[Start of section]

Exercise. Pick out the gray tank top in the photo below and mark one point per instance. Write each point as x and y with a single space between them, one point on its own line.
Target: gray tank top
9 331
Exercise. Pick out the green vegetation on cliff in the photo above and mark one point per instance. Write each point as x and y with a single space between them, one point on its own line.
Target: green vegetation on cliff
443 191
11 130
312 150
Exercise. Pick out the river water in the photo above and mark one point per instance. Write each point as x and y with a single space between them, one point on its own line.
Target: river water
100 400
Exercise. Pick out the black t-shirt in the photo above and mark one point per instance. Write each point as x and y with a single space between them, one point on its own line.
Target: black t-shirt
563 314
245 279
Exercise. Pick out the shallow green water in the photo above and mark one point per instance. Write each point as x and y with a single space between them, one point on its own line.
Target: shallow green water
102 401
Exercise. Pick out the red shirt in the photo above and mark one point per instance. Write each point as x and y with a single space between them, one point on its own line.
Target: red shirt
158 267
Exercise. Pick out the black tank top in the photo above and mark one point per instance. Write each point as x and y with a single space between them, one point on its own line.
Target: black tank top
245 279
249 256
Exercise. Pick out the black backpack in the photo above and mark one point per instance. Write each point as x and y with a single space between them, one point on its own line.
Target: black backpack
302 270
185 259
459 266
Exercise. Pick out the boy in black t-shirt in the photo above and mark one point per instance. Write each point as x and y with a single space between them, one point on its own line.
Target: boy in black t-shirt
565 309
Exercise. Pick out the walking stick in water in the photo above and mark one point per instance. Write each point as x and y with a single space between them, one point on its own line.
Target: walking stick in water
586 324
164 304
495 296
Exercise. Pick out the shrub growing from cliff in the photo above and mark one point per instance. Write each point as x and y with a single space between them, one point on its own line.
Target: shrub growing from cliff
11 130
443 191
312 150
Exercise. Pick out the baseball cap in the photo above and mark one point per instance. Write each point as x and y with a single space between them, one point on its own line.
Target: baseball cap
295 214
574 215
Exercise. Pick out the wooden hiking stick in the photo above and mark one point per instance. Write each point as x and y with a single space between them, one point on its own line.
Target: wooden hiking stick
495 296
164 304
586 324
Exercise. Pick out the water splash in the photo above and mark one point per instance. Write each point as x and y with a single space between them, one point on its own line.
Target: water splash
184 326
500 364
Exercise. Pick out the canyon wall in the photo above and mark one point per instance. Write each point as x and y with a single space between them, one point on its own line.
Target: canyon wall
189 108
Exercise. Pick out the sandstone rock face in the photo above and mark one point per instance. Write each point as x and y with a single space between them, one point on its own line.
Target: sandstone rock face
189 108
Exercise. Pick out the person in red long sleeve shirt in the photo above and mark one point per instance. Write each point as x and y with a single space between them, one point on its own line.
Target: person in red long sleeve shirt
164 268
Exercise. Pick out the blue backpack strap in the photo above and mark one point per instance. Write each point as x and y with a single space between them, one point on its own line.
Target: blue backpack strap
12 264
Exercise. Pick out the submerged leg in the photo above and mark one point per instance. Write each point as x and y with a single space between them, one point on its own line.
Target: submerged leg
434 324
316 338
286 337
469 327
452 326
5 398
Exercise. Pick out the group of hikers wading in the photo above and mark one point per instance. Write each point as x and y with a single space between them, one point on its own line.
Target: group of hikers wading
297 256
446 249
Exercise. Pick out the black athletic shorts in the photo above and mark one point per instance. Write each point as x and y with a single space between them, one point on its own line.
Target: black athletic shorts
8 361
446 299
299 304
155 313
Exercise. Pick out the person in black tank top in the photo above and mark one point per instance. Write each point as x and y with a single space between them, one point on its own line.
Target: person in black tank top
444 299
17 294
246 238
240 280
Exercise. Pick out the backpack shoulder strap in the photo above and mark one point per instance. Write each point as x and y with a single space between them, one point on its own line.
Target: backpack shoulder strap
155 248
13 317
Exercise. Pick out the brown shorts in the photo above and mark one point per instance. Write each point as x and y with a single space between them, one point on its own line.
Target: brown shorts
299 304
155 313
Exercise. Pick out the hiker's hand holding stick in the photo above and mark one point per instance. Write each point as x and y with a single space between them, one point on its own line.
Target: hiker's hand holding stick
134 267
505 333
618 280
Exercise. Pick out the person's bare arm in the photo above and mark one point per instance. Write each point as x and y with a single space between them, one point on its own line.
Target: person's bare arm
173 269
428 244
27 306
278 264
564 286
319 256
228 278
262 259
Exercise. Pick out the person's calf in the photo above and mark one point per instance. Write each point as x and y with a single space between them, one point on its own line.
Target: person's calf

[End of section]

Give every line of the material that includes the string "calf".

▸ **Result for this exercise**
Exercise. Pick out the person's calf in the photo above and mark one point per instance. Write each point as x and y with a single space between them, one point on its own line.
Target: person's calf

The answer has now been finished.